— BEGIN Available records —
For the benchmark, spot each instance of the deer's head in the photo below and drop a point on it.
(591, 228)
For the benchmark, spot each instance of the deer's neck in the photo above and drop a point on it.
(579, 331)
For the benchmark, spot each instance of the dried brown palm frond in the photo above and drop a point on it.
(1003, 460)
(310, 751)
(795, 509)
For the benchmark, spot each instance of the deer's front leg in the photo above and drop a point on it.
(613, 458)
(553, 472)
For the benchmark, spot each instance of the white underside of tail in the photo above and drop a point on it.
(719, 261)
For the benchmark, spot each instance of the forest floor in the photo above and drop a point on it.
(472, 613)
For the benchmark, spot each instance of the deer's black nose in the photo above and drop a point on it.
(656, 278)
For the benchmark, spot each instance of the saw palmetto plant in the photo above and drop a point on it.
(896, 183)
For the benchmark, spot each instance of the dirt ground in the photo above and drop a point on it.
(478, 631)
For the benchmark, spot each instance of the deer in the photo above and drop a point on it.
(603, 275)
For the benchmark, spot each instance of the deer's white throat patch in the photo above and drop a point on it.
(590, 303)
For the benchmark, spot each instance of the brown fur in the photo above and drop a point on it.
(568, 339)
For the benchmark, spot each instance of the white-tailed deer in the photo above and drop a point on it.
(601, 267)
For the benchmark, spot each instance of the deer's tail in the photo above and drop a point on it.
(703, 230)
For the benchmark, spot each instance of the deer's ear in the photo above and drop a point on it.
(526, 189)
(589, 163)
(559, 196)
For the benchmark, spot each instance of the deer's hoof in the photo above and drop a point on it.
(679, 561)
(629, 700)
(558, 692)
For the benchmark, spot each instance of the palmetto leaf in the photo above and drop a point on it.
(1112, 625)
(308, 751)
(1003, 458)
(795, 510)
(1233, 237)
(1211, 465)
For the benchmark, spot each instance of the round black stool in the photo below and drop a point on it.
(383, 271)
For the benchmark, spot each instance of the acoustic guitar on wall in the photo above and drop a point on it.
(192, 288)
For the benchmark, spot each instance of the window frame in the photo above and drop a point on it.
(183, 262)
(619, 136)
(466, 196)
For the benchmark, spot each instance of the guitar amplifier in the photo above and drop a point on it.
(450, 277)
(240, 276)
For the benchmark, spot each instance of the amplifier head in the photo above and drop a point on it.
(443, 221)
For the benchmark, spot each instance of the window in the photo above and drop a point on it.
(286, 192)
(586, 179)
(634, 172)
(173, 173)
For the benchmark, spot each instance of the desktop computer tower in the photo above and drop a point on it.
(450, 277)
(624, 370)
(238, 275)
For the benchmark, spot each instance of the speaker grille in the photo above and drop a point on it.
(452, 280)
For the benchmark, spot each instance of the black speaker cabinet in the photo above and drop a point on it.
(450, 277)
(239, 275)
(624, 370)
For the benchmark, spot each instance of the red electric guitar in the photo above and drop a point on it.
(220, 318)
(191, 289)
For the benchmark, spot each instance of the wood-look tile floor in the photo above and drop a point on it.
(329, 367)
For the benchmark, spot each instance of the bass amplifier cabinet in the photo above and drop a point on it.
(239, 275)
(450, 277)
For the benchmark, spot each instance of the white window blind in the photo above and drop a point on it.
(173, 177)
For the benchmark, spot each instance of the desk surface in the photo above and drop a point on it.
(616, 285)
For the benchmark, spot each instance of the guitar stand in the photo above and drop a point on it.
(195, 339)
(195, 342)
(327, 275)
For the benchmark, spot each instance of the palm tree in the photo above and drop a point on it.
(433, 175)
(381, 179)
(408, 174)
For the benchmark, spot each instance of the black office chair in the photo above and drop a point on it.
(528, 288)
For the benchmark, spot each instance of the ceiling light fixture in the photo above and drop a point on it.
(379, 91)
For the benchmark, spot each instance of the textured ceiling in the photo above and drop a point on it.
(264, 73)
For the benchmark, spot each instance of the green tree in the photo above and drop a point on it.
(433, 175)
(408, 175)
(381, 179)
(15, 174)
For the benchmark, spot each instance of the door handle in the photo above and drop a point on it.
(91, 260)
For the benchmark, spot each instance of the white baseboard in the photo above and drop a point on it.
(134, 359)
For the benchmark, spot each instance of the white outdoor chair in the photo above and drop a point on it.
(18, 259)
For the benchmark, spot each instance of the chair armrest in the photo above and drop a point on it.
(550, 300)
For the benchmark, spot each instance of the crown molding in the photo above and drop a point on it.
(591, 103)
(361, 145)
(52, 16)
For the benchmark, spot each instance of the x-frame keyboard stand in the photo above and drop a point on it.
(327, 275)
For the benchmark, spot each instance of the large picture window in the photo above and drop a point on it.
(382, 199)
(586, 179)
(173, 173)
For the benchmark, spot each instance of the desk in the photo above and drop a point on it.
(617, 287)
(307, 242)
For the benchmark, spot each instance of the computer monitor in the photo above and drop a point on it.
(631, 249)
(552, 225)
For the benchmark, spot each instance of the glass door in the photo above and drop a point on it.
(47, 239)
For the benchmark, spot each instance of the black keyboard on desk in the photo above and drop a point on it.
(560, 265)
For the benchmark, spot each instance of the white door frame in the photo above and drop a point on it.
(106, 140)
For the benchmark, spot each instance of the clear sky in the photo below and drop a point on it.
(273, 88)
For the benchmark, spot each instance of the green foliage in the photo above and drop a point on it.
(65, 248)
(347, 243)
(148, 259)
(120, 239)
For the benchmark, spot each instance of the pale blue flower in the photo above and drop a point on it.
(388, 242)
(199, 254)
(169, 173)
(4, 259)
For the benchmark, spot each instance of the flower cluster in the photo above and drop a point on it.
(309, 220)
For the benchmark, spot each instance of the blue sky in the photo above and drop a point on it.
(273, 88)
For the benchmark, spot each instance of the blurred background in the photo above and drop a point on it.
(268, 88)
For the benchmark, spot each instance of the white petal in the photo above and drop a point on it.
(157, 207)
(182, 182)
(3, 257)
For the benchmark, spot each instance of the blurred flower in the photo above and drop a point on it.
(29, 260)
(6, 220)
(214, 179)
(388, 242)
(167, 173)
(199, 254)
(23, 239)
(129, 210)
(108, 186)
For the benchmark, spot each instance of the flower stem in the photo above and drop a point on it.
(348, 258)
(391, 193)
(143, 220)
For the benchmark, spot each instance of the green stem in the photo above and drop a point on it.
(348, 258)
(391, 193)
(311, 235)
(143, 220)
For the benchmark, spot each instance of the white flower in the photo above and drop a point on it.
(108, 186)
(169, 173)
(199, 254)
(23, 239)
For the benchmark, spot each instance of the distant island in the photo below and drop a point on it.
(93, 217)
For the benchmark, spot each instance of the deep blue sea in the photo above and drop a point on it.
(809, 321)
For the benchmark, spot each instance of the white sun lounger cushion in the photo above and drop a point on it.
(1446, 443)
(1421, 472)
— END Available records —
= Work required =
Repeat the data in its entirety, character for character.

= Reply to the task =
For the benchmark, spot each instance of the deer's head in the photo below and drop a point on it.
(591, 228)
For the benchmark, spot each instance of the deer's neck in the photo above and drop a point on it.
(579, 331)
For the benchmark, spot each instance of the dried brown palm frond in the photo above and drop a point on it.
(1003, 460)
(310, 751)
(795, 509)
For the benchmark, spot each instance of the deer's front leg in the photo above and drop a point on it.
(613, 458)
(553, 472)
For the benchmark, spot each instance of the white underside of tail in the photo above and drop a point on it.
(719, 261)
For the benchmark, spot each instance of the forest floor in the photo above and drop a point on it.
(472, 613)
For the benchmark, spot each instance of the deer's black nose in the photo above and drop a point on it.
(656, 278)
For the benchmark, spot each instance of the saw palmetto plant in the photo above and drop a point on it.
(896, 183)
For the benchmark, spot each instance of the dirt ground in the photo above and drop a point on it.
(478, 631)
For the benchmark, spot each instance of the deer in the photo above and drop a point on it.
(603, 275)
For the benchmark, spot each instance of the deer's white throat patch in the photo above and drop a point on it.
(590, 303)
For the benchmark, spot each instance of the brown fur in the photo above and drop a point on it.
(568, 339)
For the benchmark, spot each instance of the white-tailed deer in the photo above and drop a point on it.
(601, 267)
For the benchmark, spot each instance of the deer's tail in the photo above and drop a point on it.
(703, 230)
For the benchmark, spot each instance of the deer's ear in the photo above and drop a point on it.
(526, 189)
(589, 163)
(559, 196)
For the benchmark, spot each instance of the deer's hoof in the photo above and drop a point on it.
(679, 561)
(629, 700)
(558, 692)
For the benchmark, spot each instance of the palmetto leaf in the photo above and drop a point on it.
(1112, 625)
(308, 751)
(1003, 458)
(795, 510)
(1233, 237)
(1211, 465)
For the benchmark, spot each instance of the round black stool in the photo below and drop a point on it.
(383, 271)
For the benchmark, spot each instance of the acoustic guitar on wall in the photo above and drop a point on it.
(192, 288)
For the benchmark, spot each instance of the window frame in the photo above and drop a point on it.
(183, 262)
(619, 136)
(466, 196)
For the benchmark, spot each instance of the guitar amplifier in the photo above and drop a point on it.
(450, 277)
(240, 276)
For the benchmark, spot each instance of the amplifier head in the photo above and drop a point on it.
(443, 221)
For the benchmark, spot each instance of the window in the photo above and drop a point on it.
(286, 192)
(586, 179)
(634, 172)
(173, 173)
For the benchmark, spot each instance of the desktop computer tower in the photo above and drop a point on it.
(450, 277)
(624, 370)
(238, 275)
For the benchmark, spot each instance of the speaker grille in the photo above and drop a point on it.
(452, 280)
For the benchmark, spot each instance of the black speaker cabinet in the photo above and drop a point on it.
(450, 277)
(239, 275)
(624, 370)
For the benchmark, spot each instance of the red electric guitar in the photo above and drop a point on it.
(220, 318)
(191, 289)
For the benchmark, spot each instance of the wood-look tile floor in the photo above and drop a point on it.
(329, 367)
For the benchmark, spot each instance of the bass amplifier cabinet in the photo above and drop a point on it.
(239, 275)
(450, 277)
For the benchmark, spot each instance of the white window blind in the photo above and drop a point on it.
(173, 177)
For the benchmark, spot each instance of the desk surface in the photo above and drop a point on it.
(616, 285)
For the benchmark, spot each instance of the guitar stand in the photo above and drop a point on it.
(195, 339)
(195, 342)
(327, 275)
For the benchmark, spot each instance of the palm tree in the photo above and drop a point on it.
(433, 175)
(381, 179)
(408, 174)
For the benchmark, spot each instance of the black office chair in the photo above and drop a point on it.
(528, 288)
For the benchmark, spot each instance of the ceiling light fixture in the photo above and drop a point on it.
(379, 91)
For the benchmark, spot each instance of the textured ceiling in the photo above and drop a point on it.
(264, 73)
For the benchmark, spot each instance of the green tree in the photo above and drop a point on it.
(433, 175)
(408, 175)
(381, 179)
(15, 174)
For the benchmark, spot each instance of the door handle in the photo above and drop a point on it.
(91, 260)
For the benchmark, spot each instance of the white baseboard in the photo above and drop a point on it.
(134, 359)
For the benchmark, spot each instance of the white outdoor chair in the photo above and drop a point on it.
(18, 259)
For the benchmark, spot each instance of the chair armrest in the photo above and drop a point on it.
(550, 300)
For the benchmark, spot each instance of the crown molding in the photo above and drop a point on it.
(591, 103)
(361, 145)
(52, 16)
For the benchmark, spot each instance of the x-frame keyboard stand in the photo above and drop a point on it.
(327, 275)
For the benchmark, spot each instance of the large picture window in the photo above and drop a point on it.
(382, 199)
(586, 179)
(173, 173)
For the benchmark, spot each instance of the desk in the photo above and drop a point on it.
(617, 287)
(307, 242)
For the benchmark, spot each instance of the computer monitor in the photo above and drop a point on it.
(631, 249)
(552, 225)
For the benchmark, spot each instance of the glass door in the photo above and drop a point on it.
(47, 239)
For the benchmark, spot each instance of the black keyboard on desk in the photo above and drop a point on it.
(560, 265)
For the benchmark, spot each instance of the white door frame in the photo above and drop a point on it.
(106, 140)
For the benchmark, spot each instance of the clear sky in the photo below and drop a point on it.
(273, 88)
For the benchmark, spot each instance of the green foliage in the photo above and drop a point on it.
(65, 248)
(347, 243)
(148, 259)
(120, 239)
For the benchmark, spot each instance of the pale blue flower in the photo above and drop a point on it.
(388, 242)
(199, 254)
(169, 173)
(4, 259)
For the benchmark, spot each instance of the flower cluster in the photo above and drop a point on it.
(309, 220)
For the benchmark, spot each instance of the blue sky in the photo above and drop a point on it.
(273, 88)
For the benchmark, spot each instance of the blurred background in the photo above and drop a point on it.
(268, 88)
For the benchmark, spot each instance of the white petal in the photo above and drop a point on it.
(157, 207)
(182, 182)
(3, 257)
For the benchmark, spot each instance of the blurred flower in the photo above and drop a point on it.
(29, 260)
(6, 220)
(214, 179)
(388, 242)
(167, 173)
(199, 254)
(23, 239)
(129, 210)
(108, 186)
For the benchmark, spot each instance of the flower stem in the photo above and drop a point on it.
(348, 258)
(391, 193)
(143, 220)
For the benchmark, spot each instance of the green stem in the photo above and drop a point on it.
(348, 258)
(391, 193)
(311, 235)
(143, 220)
For the benchmark, spot each instance of the white flower in the photo above and drop a point on it.
(108, 186)
(169, 173)
(199, 254)
(23, 239)
For the benchmark, spot each instance of the distant island in the photo below and drop a point on it.
(93, 217)
For the benchmark, spot each instance of the deep blue sea in the photo above and drop a point on it.
(809, 321)
For the benchmark, spot each instance of the white sun lounger cushion in the photo above and drop a point on it.
(1446, 443)
(1421, 472)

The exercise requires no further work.